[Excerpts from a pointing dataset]
────

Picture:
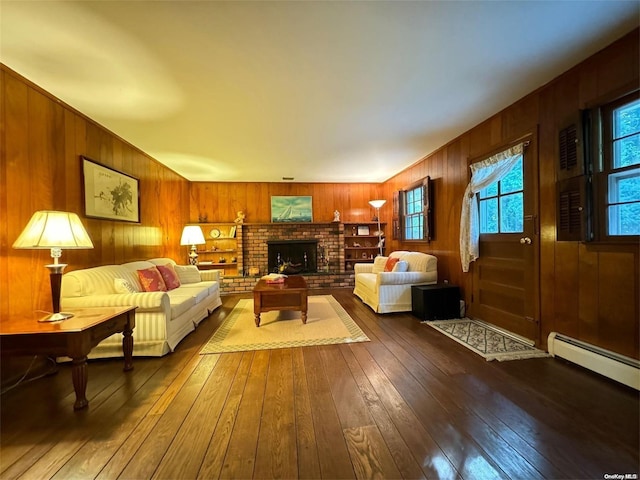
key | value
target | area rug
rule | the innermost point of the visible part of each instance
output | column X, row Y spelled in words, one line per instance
column 327, row 324
column 487, row 340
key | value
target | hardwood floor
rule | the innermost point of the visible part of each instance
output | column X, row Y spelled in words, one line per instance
column 409, row 404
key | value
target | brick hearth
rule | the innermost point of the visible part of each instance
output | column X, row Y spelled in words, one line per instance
column 330, row 236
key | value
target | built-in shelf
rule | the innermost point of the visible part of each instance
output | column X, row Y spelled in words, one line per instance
column 361, row 238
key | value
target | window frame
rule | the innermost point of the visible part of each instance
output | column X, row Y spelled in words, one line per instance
column 499, row 196
column 602, row 146
column 427, row 230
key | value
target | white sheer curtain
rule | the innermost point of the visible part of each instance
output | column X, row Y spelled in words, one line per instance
column 483, row 174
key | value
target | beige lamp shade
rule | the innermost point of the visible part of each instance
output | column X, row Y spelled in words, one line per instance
column 55, row 231
column 192, row 235
column 51, row 229
column 377, row 203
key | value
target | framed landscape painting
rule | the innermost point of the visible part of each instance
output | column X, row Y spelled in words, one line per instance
column 110, row 194
column 291, row 209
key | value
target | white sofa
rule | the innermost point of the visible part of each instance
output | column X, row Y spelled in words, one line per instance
column 387, row 292
column 163, row 319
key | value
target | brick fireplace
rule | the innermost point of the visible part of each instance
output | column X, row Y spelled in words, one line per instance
column 328, row 238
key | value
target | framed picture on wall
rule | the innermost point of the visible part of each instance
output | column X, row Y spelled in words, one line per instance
column 291, row 209
column 110, row 194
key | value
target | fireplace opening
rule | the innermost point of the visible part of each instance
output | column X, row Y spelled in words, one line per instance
column 293, row 256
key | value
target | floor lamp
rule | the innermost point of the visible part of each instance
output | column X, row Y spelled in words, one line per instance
column 377, row 204
column 55, row 231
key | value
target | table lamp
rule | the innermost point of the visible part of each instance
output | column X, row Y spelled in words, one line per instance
column 377, row 204
column 56, row 231
column 192, row 235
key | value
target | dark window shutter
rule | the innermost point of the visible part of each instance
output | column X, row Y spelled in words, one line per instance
column 569, row 148
column 571, row 161
column 573, row 210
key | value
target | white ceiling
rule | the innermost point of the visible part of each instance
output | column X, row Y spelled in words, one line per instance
column 324, row 91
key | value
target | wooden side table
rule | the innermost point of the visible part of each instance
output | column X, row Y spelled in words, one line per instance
column 289, row 295
column 74, row 338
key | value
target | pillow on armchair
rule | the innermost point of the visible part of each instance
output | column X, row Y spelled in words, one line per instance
column 390, row 264
column 401, row 266
column 378, row 264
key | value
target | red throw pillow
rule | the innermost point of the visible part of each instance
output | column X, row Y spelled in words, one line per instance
column 391, row 262
column 169, row 275
column 151, row 280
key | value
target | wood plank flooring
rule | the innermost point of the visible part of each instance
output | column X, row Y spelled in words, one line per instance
column 409, row 404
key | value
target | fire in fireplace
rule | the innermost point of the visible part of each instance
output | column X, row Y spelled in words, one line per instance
column 293, row 256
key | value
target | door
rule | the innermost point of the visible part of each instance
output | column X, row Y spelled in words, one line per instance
column 505, row 277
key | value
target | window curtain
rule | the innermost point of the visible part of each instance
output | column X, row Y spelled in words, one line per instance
column 483, row 174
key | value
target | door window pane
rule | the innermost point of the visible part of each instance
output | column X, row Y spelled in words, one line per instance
column 511, row 218
column 502, row 204
column 512, row 182
column 490, row 191
column 489, row 216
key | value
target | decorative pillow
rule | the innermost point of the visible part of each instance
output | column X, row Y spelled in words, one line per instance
column 390, row 263
column 401, row 266
column 169, row 275
column 151, row 280
column 188, row 273
column 378, row 264
column 123, row 285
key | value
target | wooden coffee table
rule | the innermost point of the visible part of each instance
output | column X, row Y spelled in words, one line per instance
column 74, row 337
column 290, row 295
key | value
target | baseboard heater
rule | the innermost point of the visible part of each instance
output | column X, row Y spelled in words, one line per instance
column 618, row 367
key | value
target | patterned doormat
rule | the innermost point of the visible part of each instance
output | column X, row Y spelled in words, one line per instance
column 327, row 323
column 486, row 340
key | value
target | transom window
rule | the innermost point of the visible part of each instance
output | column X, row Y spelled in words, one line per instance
column 414, row 214
column 502, row 204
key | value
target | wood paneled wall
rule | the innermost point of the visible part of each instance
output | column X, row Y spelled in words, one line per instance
column 220, row 202
column 40, row 169
column 588, row 291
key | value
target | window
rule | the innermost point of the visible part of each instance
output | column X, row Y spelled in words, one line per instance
column 501, row 204
column 414, row 214
column 412, row 218
column 619, row 180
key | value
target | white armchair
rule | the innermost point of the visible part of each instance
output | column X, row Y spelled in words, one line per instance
column 387, row 292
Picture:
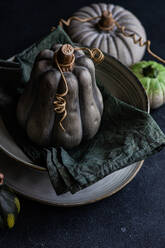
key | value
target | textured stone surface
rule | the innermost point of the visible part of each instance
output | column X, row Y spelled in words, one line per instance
column 132, row 218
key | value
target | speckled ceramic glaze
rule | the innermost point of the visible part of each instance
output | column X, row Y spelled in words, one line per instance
column 33, row 181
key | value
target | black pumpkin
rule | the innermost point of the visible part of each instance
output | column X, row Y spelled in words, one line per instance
column 9, row 207
column 84, row 104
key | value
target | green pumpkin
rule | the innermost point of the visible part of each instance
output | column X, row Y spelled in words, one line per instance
column 152, row 76
column 9, row 207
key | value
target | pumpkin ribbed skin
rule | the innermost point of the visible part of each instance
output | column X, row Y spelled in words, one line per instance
column 111, row 42
column 84, row 105
column 9, row 207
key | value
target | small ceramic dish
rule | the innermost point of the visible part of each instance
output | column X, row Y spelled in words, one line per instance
column 32, row 180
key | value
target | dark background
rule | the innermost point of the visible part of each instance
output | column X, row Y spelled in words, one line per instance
column 132, row 218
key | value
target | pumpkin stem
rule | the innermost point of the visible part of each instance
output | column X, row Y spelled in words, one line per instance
column 150, row 71
column 106, row 22
column 65, row 57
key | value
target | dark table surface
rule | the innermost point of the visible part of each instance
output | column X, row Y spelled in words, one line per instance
column 132, row 218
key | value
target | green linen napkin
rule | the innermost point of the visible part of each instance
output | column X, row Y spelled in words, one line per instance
column 116, row 145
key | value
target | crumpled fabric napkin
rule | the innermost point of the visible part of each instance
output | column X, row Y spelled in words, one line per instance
column 116, row 145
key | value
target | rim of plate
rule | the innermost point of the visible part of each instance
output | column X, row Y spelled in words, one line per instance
column 38, row 167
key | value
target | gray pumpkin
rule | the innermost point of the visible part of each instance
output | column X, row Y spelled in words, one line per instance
column 112, row 41
column 84, row 104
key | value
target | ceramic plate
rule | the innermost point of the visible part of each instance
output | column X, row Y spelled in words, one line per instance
column 33, row 181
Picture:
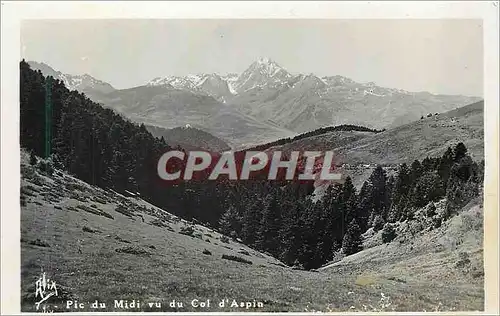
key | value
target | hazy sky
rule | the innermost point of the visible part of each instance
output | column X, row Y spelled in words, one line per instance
column 440, row 56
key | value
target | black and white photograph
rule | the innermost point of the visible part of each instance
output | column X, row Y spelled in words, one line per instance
column 252, row 165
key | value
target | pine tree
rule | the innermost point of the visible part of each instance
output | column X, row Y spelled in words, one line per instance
column 352, row 241
column 270, row 225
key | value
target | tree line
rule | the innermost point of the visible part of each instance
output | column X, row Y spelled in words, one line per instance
column 103, row 148
column 316, row 132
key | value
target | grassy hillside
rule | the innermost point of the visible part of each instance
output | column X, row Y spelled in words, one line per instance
column 428, row 137
column 97, row 244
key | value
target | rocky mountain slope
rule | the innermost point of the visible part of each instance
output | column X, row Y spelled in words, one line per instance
column 427, row 137
column 168, row 107
column 189, row 138
column 302, row 102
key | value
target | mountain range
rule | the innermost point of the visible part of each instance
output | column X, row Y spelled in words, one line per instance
column 263, row 103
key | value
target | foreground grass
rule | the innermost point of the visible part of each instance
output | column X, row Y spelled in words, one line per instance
column 129, row 257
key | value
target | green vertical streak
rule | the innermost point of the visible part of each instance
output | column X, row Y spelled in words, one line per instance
column 48, row 116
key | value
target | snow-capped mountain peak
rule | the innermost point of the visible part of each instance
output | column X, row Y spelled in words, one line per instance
column 73, row 82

────

**Exercise prompt**
Rewrite the part of the rows above that runs from the first line through the line containing "column 487, row 340" as a JSON list of strings, one string per line, with blank lines omitted. Leave the pictures out of your answer.

**Task answer**
[
  "Picture:",
  "key | value",
  "target | area rug",
  "rule | the innermost point of the visible part of each instance",
  "output | column X, row Y spelled in words, one line per instance",
  "column 327, row 324",
  "column 487, row 340"
]